▶ _Passage shown_
=== Begin Enclosure ===

Do you feel like learning to code is important for physicians who want to do this kind of work, or do you mainly need to become a leader without knowing the nitty gritty?

I think I got lucky in a way because I joined the profession early enough that I was grandfathered in without a “hard skill.”  I think as the field becomes more saturated that having a hard skill is a differentiator, and it can give you a huge amount of autonomy and flexibility.  If you have an idea you want to pursue, you can do it on your own, without having to go find someone with that skill to help you. Having said that, I don’t think there’s huge value in becoming the best at it because that’s probably not what you’re going to do long-term as a physician. But the ability to whip up a proof of concept is pretty powerful. Now that’s more from the full-stack app development perspective.  From the perspective of analytics and data science, I would go a step further. For physicians who can develop skills in Python right now… that is a highly valuable and marketable skill.  This is true both in the research world and I think also from the health system perspective.  It can sometimes save a lot of back-and-forth on metric development if you are a physician, and you already understand what the data means and the workflows that generate those data, and you can also develop the analytics or dashboards yourself.  My friend and former colleague Dr. Ari Robicsek, now at Providence, and my friend Dr. Sara Murray at UCSF… they have done some absolutely incredible work leading health system analytics teams.  It’s a very marketable skill in my opinion, that is on the upswing.  The modern currency is data.  So for people who have to wait around to get help… you’re stuck.  If you can access data and you know what to do with it and you can actually start to make sense of it and run queries… your speed in terms of ability to move projects forward is just massively enhanced.


Later in your career, is it the best use of your time to be the one doing it as opposed to directing the team of people doing it? It’s like being in a lab where you learn how to do a Western Blot in your training.  Probably not, but for sure early in your career, huge benefit to being able to do it yourself.

Do you feel like this kind of work is feasible within academia?

It’s getting better. When I started out, there were many people, including some very senior ones in powerful positions, advising me that informatics was not a viable career option in academic medicine, especially if I was not going to be doing primarily informatics research. “Don’t bother.  Don’t do it.”  I’m so fortunate that I chose to carry on.  At times it felt like I had to fight like hell to keep my career options afloat. But, I’m happy to say that I think this has changed.  Academic medicine has now realized that this is a critical piece of the future of medicine.  It also does not hurt to have a Department Chair like Bob Wachter!  If you’re early in your career and you’re thinking about this as a career option, you should be very open about it.  Look for the training programs where they foster and encourage these types of career paths.  As far as I’m concerned, we should be packing our training programs with people with technology skills because it is so important for the future of medicine. If we don’t have people with these skills, we’re in big trouble.  My opinion is if there’s a program who thinks that a trainee having these skills and interest is a bad thing, you probably don’t want to be there.

Would I choose this path again?

1000%, yes. If you’re interested in pursuing a career in health tech and innovation, you should keep on the path. A more successful healthcare future will require significant technology to help us drive changes. There will be many opportunities for creative, smart people willing to challenge the status quo and use their skills in technology to drive change. Medicine needs young physicians who know how to code, who know data science, who know product design, who know business and entrepreneurship, who know implementation science, who know QI.  If you’re a great physician, and you have one or several of these skills, I’m always eager to meet you and look for opportunities to work together.

=== End Enclosure ===

▶ _Extracted data_
=== Begin Enclosure ===

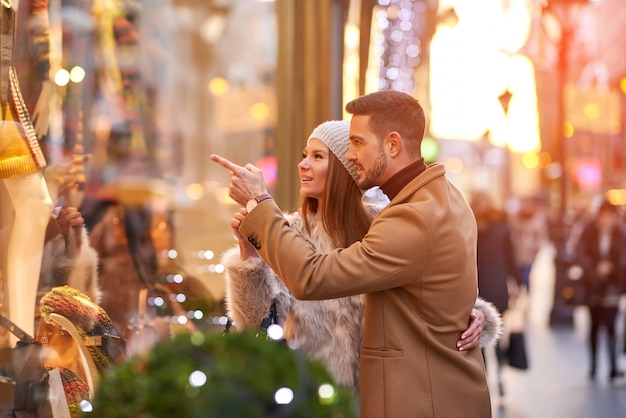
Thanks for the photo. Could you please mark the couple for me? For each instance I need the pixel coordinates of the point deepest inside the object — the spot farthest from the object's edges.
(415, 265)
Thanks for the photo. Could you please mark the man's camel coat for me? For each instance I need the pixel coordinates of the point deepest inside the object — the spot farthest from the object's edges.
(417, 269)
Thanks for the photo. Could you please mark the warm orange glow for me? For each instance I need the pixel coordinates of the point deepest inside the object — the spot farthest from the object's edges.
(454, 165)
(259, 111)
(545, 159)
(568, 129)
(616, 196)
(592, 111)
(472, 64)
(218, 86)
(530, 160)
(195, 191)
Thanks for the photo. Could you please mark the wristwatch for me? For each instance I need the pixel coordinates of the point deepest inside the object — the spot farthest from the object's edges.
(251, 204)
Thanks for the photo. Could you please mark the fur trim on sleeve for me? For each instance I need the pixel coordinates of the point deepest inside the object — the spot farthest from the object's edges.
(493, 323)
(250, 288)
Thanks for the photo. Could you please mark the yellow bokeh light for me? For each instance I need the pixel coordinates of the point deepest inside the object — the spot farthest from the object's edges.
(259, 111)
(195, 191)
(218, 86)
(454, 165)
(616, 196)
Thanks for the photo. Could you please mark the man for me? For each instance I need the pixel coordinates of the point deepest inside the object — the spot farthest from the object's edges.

=== End Enclosure ===
=== Begin Enclosure ===

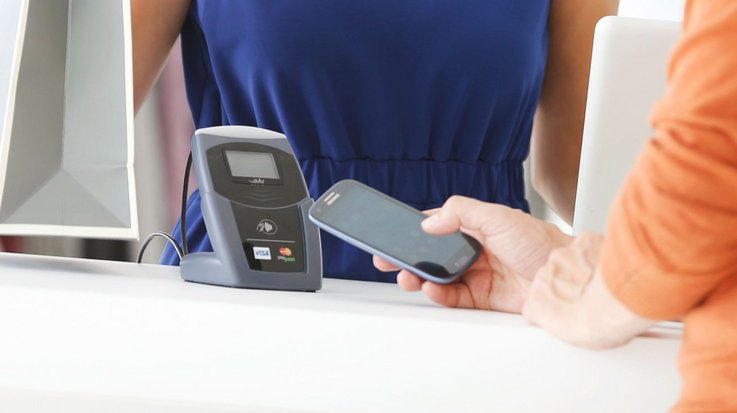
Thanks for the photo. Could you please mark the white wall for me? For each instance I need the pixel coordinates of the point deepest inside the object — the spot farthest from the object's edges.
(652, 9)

=== End Enclosure ===
=== Begin Enclosure ===

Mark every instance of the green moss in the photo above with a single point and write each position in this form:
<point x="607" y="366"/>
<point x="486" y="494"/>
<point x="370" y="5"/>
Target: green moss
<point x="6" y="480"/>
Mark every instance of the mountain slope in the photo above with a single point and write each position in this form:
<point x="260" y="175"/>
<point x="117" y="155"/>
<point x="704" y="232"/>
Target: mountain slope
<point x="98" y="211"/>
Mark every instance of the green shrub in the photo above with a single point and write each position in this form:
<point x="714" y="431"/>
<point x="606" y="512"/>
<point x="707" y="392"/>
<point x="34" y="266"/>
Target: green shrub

=== End Enclosure ===

▶ _Action item A_
Answer these questions about the interview above:
(i) Which programming language does the speaker call a highly valuable and marketable skill for physicians right now?
(ii) Who is named as the speaker's Department Chair?
(iii) What is the speaker's answer to "Would I choose this path again?"
▶ _Action item B_
Rewrite the paragraph of the interview that begins "It's getting better." as a short bulleted list, keeping its main facts.
▶ _Action item C_
Write out the stretch of the interview from "Do you feel like learning" through "the nitty gritty?", word for word.

▶ _Exercise response A_
(i) Python
(ii) Bob Wachter
(iii) "1000%, yes."

▶ _Exercise response B_
- This kind of work is becoming more feasible within academia.
- When the speaker started out, many people told them informatics was not a viable career in academic medicine, especially without doing mainly informatics research. Some of those people were very senior and held powerful positions.
- The speaker kept going and is glad of it, though at times it felt like a hard fight to keep career options open.
- Academic medicine now sees this work as a critical piece of the future of medicine. Having Bob Wachter as Department Chair also helps.
- People early in their careers who are considering this path should be open about it. They should look for training programs that encourage these career paths.
- Training programs should be packed with people who have technology skills. Without such people, medicine is in big trouble.
- A program that sees a trainee's technology skills and interest as a bad thing is probably one to avoid.

▶ _Exercise response C_
Do you feel like learning to code is important for physicians who want to do this kind of work, or do you mainly need to become a leader without knowing the nitty gritty?